▸ TASK TO CARRY OUT: Exactly reproduce all the records, keeping pictures out of the copy.

-------- AVAILABLE RECORDS --------

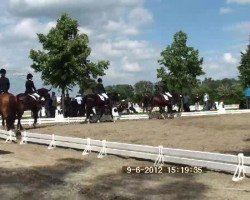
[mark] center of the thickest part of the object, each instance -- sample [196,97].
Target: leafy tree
[63,62]
[126,91]
[244,68]
[143,87]
[181,64]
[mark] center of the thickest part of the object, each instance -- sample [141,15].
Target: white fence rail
[214,161]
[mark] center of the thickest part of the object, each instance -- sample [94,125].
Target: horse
[159,100]
[124,105]
[27,102]
[8,108]
[91,101]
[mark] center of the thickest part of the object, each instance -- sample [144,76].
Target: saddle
[165,97]
[33,96]
[103,97]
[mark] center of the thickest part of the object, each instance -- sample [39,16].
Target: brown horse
[8,108]
[158,100]
[26,102]
[124,106]
[94,101]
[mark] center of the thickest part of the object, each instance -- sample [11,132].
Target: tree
[181,64]
[244,68]
[125,91]
[64,60]
[143,87]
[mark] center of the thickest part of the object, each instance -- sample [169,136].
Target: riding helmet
[29,76]
[2,71]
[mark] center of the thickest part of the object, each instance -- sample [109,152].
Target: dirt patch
[34,172]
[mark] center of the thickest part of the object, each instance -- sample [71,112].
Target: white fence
[61,119]
[238,165]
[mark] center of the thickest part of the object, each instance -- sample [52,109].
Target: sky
[129,33]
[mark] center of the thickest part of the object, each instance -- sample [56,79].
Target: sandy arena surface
[33,172]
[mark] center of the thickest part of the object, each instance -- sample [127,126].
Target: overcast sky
[129,33]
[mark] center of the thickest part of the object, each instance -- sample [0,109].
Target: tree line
[64,61]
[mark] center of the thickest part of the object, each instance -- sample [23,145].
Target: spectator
[197,102]
[53,104]
[47,106]
[67,105]
[186,103]
[205,99]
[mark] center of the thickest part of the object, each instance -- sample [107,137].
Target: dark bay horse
[94,101]
[124,106]
[8,108]
[26,102]
[149,102]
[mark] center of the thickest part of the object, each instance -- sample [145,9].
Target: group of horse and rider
[98,103]
[12,107]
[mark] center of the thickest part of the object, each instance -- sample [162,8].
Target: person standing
[54,104]
[4,82]
[205,99]
[100,89]
[30,87]
[197,102]
[186,103]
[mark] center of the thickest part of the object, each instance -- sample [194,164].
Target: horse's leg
[161,112]
[101,113]
[88,111]
[35,115]
[111,113]
[3,122]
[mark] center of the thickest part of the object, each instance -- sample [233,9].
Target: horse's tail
[9,109]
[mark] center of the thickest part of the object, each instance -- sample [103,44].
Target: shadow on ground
[144,186]
[5,152]
[75,179]
[246,152]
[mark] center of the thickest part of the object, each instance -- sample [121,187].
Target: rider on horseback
[4,82]
[30,87]
[100,90]
[163,89]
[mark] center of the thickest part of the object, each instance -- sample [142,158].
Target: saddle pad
[33,97]
[165,97]
[101,97]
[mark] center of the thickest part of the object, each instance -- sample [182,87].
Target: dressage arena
[32,171]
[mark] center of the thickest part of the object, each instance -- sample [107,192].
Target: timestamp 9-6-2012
[162,170]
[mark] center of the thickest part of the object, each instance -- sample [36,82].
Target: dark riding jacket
[100,88]
[30,88]
[4,85]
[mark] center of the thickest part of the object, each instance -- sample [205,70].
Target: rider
[164,90]
[100,89]
[4,82]
[30,87]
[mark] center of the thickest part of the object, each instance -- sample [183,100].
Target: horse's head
[114,97]
[43,93]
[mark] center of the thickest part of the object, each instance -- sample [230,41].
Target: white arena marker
[9,138]
[87,149]
[239,173]
[103,151]
[160,158]
[52,144]
[24,138]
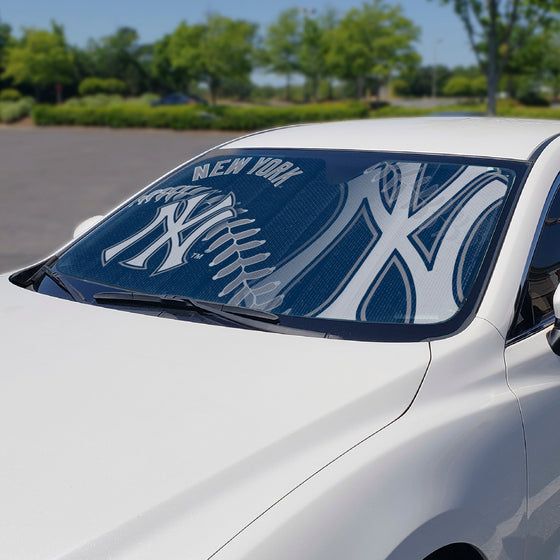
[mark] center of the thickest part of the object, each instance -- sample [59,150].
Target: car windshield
[347,236]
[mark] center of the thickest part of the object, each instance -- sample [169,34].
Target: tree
[497,30]
[313,48]
[371,42]
[41,58]
[220,49]
[178,56]
[5,41]
[281,46]
[418,81]
[121,56]
[226,51]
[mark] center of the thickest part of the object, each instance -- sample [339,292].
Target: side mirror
[86,225]
[554,335]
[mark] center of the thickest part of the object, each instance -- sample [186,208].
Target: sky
[442,40]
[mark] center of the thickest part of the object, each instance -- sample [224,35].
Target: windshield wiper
[59,280]
[241,316]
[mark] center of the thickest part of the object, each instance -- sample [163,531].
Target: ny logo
[416,233]
[181,230]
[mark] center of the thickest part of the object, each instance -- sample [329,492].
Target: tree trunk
[288,92]
[360,82]
[492,60]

--------

▸ ANSWER SECTION:
[mark] center of the thickest part of the object, each instance -- sample [196,97].
Target: leafy tree
[63,62]
[126,91]
[244,68]
[143,87]
[181,64]
[mark] center of the thickest part of the object, each instance -- sample [141,15].
Target: white fence rail
[214,161]
[mark] center of the thickest part of the object, each instance -- sample [94,125].
Target: horse
[159,100]
[124,105]
[27,102]
[8,108]
[91,101]
[mark] center of the thickest part of the object, each instance -- sample [144,76].
Target: saddle
[165,97]
[33,96]
[103,97]
[mark] center of the thickest part of the object, each instance -- sample [39,16].
Target: brown horse
[8,108]
[158,100]
[26,102]
[124,106]
[94,101]
[mark] center of the thickest part of the object, each instance -- sample [11,132].
Target: tree
[181,64]
[244,68]
[125,91]
[64,60]
[143,87]
[mark] center of the thickest part of the object, each instance -- sample [169,136].
Target: riding helmet
[29,76]
[2,71]
[mark] center of the thickest part of the object, each instance -- sample [109,152].
Target: dirt patch
[34,172]
[mark] center of the thickest part of the object, each instance -- sample [71,112].
Target: white fence
[61,119]
[238,165]
[mark] center of the thickest part of the object, each instance -- sample [52,109].
Target: sky
[129,33]
[mark] center of the thickest part of the object, each instance -- sample [56,79].
Target: sandy arena surface
[33,172]
[mark] center of the thickest part of the object, each instance -- sample [127,126].
Target: overcast sky
[129,33]
[mark] center of the thickest part of the object, each instance -- sample [0,109].
Target: tree line
[64,61]
[mark] center of the thickest part of the object, each instance -- sample [23,145].
Target: spectator
[197,102]
[53,104]
[47,106]
[67,105]
[186,103]
[205,99]
[mark] center of the thickest part of the object, each instance -- sample [107,137].
Target: dark bay horse
[94,101]
[124,106]
[8,108]
[26,102]
[149,102]
[mark] center of the thickest part of the object, each instance -- sample [145,9].
Target: group of horse and rider
[98,103]
[12,107]
[mark] center of the thickest part of the object, each instance -- sample [162,8].
Target: person standing
[54,104]
[4,82]
[205,99]
[100,89]
[30,87]
[197,102]
[186,103]
[mark] center of the thickest part of the object, each instance -- sample [194,164].
Target: horse's leg
[161,112]
[101,113]
[88,111]
[35,115]
[111,113]
[3,122]
[mark] center of the thickest part of the object, each instance -- sample [233,9].
Target: horse's tail
[9,109]
[mark] center of the thickest part of the object, each instance -- sample [103,44].
Target: shadow on ground
[144,186]
[5,152]
[75,179]
[246,152]
[mark] center of the thickest part of the object, each instance -- sample [121,187].
Target: rider on horseback
[4,82]
[30,87]
[100,90]
[163,89]
[mark] center of the thickest part of the object, each instance -- sample [142,158].
Target: saddle pad
[33,97]
[165,97]
[101,97]
[mark] center of the thickest part of the object, each instance -- sample [182,87].
Target: dressage arena
[32,171]
[mark] center of the thickest part of the object, each instance -- sample [107,192].
Target: timestamp 9-6-2012
[162,170]
[mark] center of the thickest part of the object, each instance -- sample [36,82].
Target: dark riding jacket
[100,88]
[30,88]
[4,85]
[mark] center of the thickest part of the object, each instance -- sample [205,70].
Target: rider
[164,90]
[100,89]
[4,82]
[30,87]
[mark] center of the thickest part of the object, each instance -- sample [183,100].
Target: horse's head
[114,97]
[43,93]
[mark] center of the thickest part of the object, each instance -- sample [230,41].
Target: white arena marker
[9,138]
[87,149]
[239,173]
[103,151]
[160,158]
[52,144]
[24,138]
[mark] center of the thickest part of the object, each instance -- sample [59,150].
Target: car windshield
[347,236]
[mark] center of the thickest part of the object, each instance -- sample [169,34].
Target: tree
[497,30]
[313,48]
[371,42]
[41,58]
[220,49]
[178,56]
[5,41]
[281,46]
[418,81]
[121,56]
[226,51]
[mark] center of the thickest part of the object, each instance -- sample [339,292].
Target: side mirror
[86,225]
[554,335]
[mark] center of the thickest part of the object, each instance -- sample [186,208].
Target: sky
[442,40]
[mark] center of the thickest part of the object, each instance -- sample [224,35].
Target: windshield wiper
[59,280]
[241,316]
[mark] center of the thickest part of the object, each instance -- sample [163,531].
Target: ny logo
[416,233]
[181,230]
[mark] center of the thickest part of the object, each instance -- sample [329,492].
Target: tree trunk
[288,92]
[360,82]
[492,60]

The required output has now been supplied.